How to complete this task: Can you give the hedge-fund article again, starting at the words "The Hottest Hedge-Fund" and stopping after "and selling equities.", while substituting "closed" for "shuttered"?

Provided text:
━━━━
The Hottest Hedge-Fund Strategy Is Facing an Existential Crisis
The world’s most popular hedge-fund strategy is no longer working.
Lansdowne Partners this week shuttered the long-short equity fund that made it famous, raising fears about the future of peers who make money by betting on winning stocks and shorting losers. Sloane Robinson also called it a day after more than 25 years of buying and selling equities.
The closures reinforce the bruising reality that such funds have captured most of the market’s downside in recent years, but very little of the upside. They also beg the question: If the arrival of a deadly pandemic that’s pummeled the world’s economies can’t work in short-sellers’ favor, then what can?
“The existential crisis is real,” said Andrew Beer, founder of New York-based Dynamic Beta investments. “This is not a new phenomenon, but has gotten worse over time. When markets go down, hedge fund stocks go down more.”
━━━━
Extracted information:

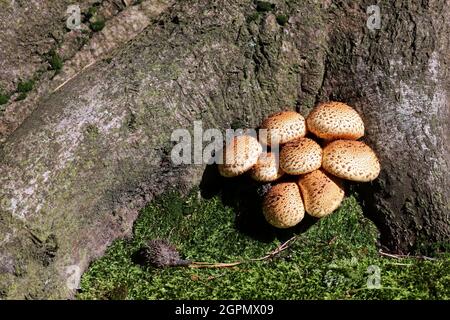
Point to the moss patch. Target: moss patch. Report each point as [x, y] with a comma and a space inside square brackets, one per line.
[4, 98]
[25, 86]
[332, 260]
[55, 61]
━━━━
Result:
The Hottest Hedge-Fund Strategy Is Facing an Existential Crisis
The world’s most popular hedge-fund strategy is no longer working.
Lansdowne Partners this week closed the long-short equity fund that made it famous, raising fears about the future of peers who make money by betting on winning stocks and shorting losers. Sloane Robinson also called it a day after more than 25 years of buying and selling equities.